Text passage

___

## Exercise Sheet 8
### Analyzing Sentence Structure

**Exercise 1**


Write a recursive function to traverse a tree and return the depth of the tree, such that a tree with a single node would have depth zero. (Hint: the depth of a subtree is the maximum depth of its children, plus one.) Test your function with the two trees produced by the `ChartParser` for the`groucho_grammar` and the sentence “I shot an elephant in my pajamas” from this chapter. The result can be verified with the `Tree.height()` function.

In [144]:
import nltk
import re

def get_tree_depth_recursively(tree_string: str, current_depth: int = 1):  
    idx = 0
    tree_depth = current_depth
    
    # Outer loop: Identify subtrees on same level.
    while idx < len(tree_string):
        bracket_balance = 0
        subtree_start_idx = idx
        subtree_end_idx = 0
        
        # Inner loop: Iterate as long as current tree is not closed.
        for char in tree_string[idx:]:
            if char == "(":
                bracket_balance += 1
            elif char == ")":
                bracket_balance -= 1    
                subtree_end_idx = idx
            
            # If closing bracket was found: Do the same for this subtree.
            if bracket_balance == 0:
                max_subtree_depth = get_tree_depth_recursive(
                    tree_string[subtree_start_idx + 1:subtree_end_idx],
                    current_depth + 1
                )
                tree_depth = max_subtree_depth if max_subtree_depth > tree_depth else tree_depth
                break
                
            # Keep track of character index in stringified tree.
            idx += 1

    return tree_depth

def get_tree_depth_sequentially(tree_string: str):
    tree_depth = 0
    current_tree_depth = 1
    
    # Iterate over string representation of tree, count occurences of "(" before brackets are closed again.
    for char in tree_string:
        if char == "(":
            current_tree_depth += 1
        elif char == ")":
            current_tree_depth -= 1

        tree_depth = current_tree_depth if current_tree_depth > tree_depth else tree_depth
        
    return tree_depth
    
groucho_grammar = nltk.CFG.fromstring("""
    S -> NP VP
    PP -> P NP
    NP -> Det N | Det N PP | 'I'
    VP -> V NP | VP PP
    Det -> 'an' | 'my'
    N -> 'elephant' | 'pajamas'
    V -> 'shot'
    P -> 'in'
    """)

___

Data shown
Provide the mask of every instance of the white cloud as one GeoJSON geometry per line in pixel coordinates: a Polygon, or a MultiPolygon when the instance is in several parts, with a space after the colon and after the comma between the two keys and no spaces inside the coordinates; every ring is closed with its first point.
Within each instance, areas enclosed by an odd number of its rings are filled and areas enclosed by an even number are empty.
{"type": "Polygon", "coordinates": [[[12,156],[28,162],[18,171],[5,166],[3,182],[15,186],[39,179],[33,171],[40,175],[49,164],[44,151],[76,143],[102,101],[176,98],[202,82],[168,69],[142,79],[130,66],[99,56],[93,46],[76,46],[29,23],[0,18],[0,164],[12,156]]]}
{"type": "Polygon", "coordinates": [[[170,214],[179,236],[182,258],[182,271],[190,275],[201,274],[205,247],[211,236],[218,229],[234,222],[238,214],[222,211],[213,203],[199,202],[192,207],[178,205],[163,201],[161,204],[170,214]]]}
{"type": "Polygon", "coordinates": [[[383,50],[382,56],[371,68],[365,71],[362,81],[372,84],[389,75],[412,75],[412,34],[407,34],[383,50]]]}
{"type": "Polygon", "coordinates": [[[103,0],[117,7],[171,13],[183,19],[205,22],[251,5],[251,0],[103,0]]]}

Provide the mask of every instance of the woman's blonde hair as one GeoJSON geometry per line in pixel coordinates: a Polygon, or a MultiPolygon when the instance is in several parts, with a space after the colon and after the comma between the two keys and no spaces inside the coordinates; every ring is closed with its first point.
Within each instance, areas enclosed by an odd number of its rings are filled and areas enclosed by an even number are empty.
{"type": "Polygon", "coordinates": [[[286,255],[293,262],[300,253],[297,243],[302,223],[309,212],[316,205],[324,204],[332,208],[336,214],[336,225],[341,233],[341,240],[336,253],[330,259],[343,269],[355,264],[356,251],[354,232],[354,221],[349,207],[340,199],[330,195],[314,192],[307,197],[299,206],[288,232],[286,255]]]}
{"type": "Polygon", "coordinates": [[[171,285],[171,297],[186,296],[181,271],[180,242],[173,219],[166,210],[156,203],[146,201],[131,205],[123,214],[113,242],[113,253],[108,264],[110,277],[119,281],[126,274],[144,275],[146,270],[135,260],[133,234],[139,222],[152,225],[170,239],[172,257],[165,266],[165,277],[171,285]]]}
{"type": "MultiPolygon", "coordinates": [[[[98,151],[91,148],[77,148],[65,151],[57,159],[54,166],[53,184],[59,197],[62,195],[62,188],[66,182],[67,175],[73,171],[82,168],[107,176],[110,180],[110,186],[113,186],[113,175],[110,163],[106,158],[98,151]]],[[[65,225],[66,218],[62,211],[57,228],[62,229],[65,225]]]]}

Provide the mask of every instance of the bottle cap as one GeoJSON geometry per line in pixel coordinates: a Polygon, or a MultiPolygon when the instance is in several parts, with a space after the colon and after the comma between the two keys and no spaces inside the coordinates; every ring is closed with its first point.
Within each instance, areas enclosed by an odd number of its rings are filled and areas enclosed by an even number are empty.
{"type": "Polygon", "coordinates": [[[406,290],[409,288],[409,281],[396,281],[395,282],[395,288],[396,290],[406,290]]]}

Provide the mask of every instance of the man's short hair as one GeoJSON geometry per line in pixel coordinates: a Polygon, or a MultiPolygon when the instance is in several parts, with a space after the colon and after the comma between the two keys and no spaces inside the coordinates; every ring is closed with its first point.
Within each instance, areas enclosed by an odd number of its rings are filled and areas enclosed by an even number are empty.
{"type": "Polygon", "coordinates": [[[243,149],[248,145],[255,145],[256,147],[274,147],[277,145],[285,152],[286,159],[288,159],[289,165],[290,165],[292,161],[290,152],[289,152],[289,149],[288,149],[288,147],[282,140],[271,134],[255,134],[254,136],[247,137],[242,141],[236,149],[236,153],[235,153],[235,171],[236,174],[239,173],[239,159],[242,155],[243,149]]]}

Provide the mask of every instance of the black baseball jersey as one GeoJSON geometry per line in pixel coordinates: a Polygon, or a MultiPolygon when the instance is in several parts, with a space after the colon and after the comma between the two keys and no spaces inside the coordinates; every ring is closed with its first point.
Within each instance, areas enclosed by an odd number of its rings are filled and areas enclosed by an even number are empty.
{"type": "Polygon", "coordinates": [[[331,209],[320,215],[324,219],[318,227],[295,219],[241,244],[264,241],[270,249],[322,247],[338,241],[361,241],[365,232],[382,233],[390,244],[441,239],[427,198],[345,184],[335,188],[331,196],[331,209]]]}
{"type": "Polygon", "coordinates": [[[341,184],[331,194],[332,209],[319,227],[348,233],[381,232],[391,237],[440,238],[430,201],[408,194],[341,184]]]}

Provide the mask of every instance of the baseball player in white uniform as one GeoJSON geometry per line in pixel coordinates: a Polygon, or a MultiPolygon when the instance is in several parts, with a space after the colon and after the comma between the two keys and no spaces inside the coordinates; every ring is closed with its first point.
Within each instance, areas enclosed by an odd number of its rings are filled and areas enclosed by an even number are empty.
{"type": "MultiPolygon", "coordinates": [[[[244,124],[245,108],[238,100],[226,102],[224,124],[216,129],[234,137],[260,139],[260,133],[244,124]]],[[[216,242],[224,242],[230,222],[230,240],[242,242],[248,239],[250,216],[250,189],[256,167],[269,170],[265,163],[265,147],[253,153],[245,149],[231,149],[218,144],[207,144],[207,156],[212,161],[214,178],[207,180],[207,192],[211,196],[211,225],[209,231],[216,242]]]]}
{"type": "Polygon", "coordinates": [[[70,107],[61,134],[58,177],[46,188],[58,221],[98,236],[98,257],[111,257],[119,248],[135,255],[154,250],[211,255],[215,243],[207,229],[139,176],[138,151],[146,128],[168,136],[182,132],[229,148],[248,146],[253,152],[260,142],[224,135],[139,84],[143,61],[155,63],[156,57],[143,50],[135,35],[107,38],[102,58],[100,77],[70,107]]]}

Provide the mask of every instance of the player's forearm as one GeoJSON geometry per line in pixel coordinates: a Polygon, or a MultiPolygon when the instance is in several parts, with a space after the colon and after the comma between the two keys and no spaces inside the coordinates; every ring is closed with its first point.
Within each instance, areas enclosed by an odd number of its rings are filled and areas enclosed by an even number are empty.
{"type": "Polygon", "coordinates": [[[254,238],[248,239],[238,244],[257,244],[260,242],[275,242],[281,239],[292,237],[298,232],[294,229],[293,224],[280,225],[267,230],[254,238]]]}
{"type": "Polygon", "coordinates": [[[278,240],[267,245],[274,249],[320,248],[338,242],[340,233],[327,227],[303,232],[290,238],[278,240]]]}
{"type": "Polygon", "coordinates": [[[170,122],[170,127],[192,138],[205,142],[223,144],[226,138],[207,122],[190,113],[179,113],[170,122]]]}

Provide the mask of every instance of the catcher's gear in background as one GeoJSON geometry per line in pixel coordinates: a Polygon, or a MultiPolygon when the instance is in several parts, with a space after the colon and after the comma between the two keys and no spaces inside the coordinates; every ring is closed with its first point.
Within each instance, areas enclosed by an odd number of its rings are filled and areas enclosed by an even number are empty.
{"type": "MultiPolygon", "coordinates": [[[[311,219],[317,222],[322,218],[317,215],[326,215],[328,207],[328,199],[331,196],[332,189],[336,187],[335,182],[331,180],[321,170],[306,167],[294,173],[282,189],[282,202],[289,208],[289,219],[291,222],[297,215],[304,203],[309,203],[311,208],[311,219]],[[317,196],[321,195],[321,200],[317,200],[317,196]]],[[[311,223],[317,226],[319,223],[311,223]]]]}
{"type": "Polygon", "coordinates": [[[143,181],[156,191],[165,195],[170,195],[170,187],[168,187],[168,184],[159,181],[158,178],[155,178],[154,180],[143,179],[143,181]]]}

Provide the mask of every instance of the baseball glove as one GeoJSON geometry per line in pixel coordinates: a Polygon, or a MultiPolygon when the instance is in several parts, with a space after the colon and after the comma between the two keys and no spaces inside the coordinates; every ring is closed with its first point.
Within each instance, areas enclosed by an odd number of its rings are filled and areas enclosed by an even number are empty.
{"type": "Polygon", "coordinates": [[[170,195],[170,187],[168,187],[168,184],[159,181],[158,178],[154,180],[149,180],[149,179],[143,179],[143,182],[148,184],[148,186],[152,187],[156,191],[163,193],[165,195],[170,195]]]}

___

Tasks and exercises
**1.** Transcribe the part of the exercise sheet that opens with the words containing "# Outer loop: Identify" and closes with "is not closed.".
**2.** According to the exercise sheet, what depth should a tree with a single node have?
**3.** Resume the exercise sheet on tree depth from the point where it stops.

Written responses
**1.**
# Outer loop: Identify subtrees on same level.
    while idx < len(tree_string):
        bracket_balance = 0
        subtree_start_idx = idx
        subtree_end_idx = 0
        
        # Inner loop: Iterate as long as current tree is not closed.

**2.** Depth zero.

**3.**
sent = ['I', 'shot', 'an', 'elephant', 'in', 'my', 'pajamas']
parser = nltk.ChartParser(groucho_grammar)
for tree in parser.parse(sent):
    print("Original:\n" + str(tree))
    tree_preproc = re.sub(r'[^())]+', '', str(tree))
    print("\nPreprocessed:\n" + tree_preproc)
    rec_tree_depth = get_tree_depth_recursively(tree_preproc)
    seq_tree_depth = get_tree_depth_sequentially(str(tree))
        
    if rec_tree_depth == tree.height() and seq_tree_depth == tree.height():
        print("\nTree depth: " + str(rec_tree_depth))
    else:
        print("Error - tree depth mismatch.")
    print("\n-------------------\n")

Original:
(S
  (NP I)
  (VP
    (VP (V shot) (NP (Det an) (N elephant)))
    (PP (P in) (NP (Det my) (N pajamas)))))

Preprocessed:
(()((()(()()))(()(()()))))

Tree depth: 6

-------------------

Original:
(S
  (NP I)
  (VP
    (V shot)
    (NP (Det an) (N elephant) (PP (P in) (NP (Det my) (N pajamas))))))

Preprocessed:
(()(()(()()(()(()())))))

Tree depth: 7

-------------------



**Exercise 3**

Write a recursive function `bracketing(tree)` that produces a nested bracketing for a `tree`, leaving out the leaf nodes, and displaying the non-terminal labels after their sub-trees. Consecutive categories should be separated by space. Test your function with the tree:

In [159]:
from nltk.corpus import treebank
import re

def bracketing(tree: str, depth: int = 0):  
    idx = tree.find("(")
    tree_bracketing = ""
    non_terminals = ""
    
    # Outer loop: Identify subtrees on same level.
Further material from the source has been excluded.